▶ _Directions for this task_
Reproduce all of the entries below with every instance of "horse" replaced by "pony" and everything else unchanged. Omit the pictures from your reproduction.

** Start of Listed records **

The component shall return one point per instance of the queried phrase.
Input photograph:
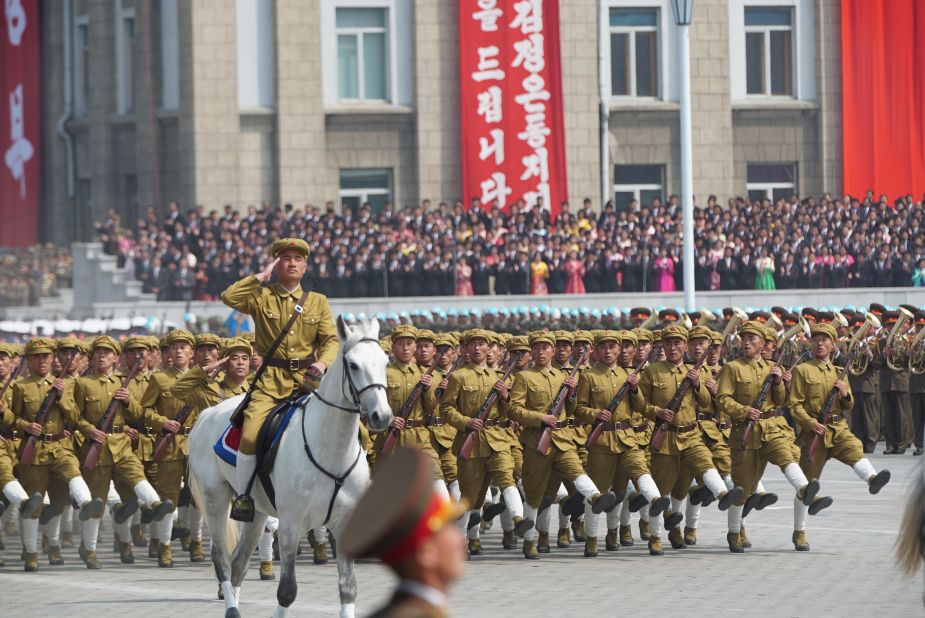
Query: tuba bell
(897, 346)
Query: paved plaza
(849, 572)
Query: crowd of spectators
(26, 274)
(446, 249)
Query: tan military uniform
(531, 394)
(809, 388)
(312, 334)
(490, 462)
(771, 439)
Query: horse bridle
(347, 379)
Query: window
(362, 54)
(170, 56)
(125, 53)
(637, 182)
(358, 186)
(256, 63)
(771, 181)
(81, 66)
(634, 60)
(769, 51)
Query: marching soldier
(92, 396)
(683, 445)
(812, 382)
(54, 453)
(490, 462)
(161, 409)
(531, 394)
(616, 456)
(309, 345)
(771, 437)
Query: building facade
(213, 102)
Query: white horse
(910, 544)
(320, 470)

** End of Listed records **

▶ _Solved problem_
The component shall return one point per instance of the queried phrase.
Input photograph:
Query: tuba bell
(897, 346)
Query: paved plaza
(849, 572)
Query: crowd of spectators
(26, 274)
(446, 249)
Query: tan military uniform
(531, 394)
(809, 388)
(312, 334)
(490, 462)
(771, 439)
Query: pony bridle
(347, 379)
Query: window
(362, 54)
(170, 56)
(125, 53)
(637, 182)
(358, 186)
(256, 63)
(771, 181)
(81, 66)
(634, 60)
(769, 51)
Query: marching soldier
(92, 396)
(683, 445)
(812, 382)
(54, 453)
(490, 462)
(161, 409)
(531, 394)
(616, 456)
(309, 345)
(771, 437)
Query: building facade
(213, 102)
Query: white pony
(910, 544)
(320, 470)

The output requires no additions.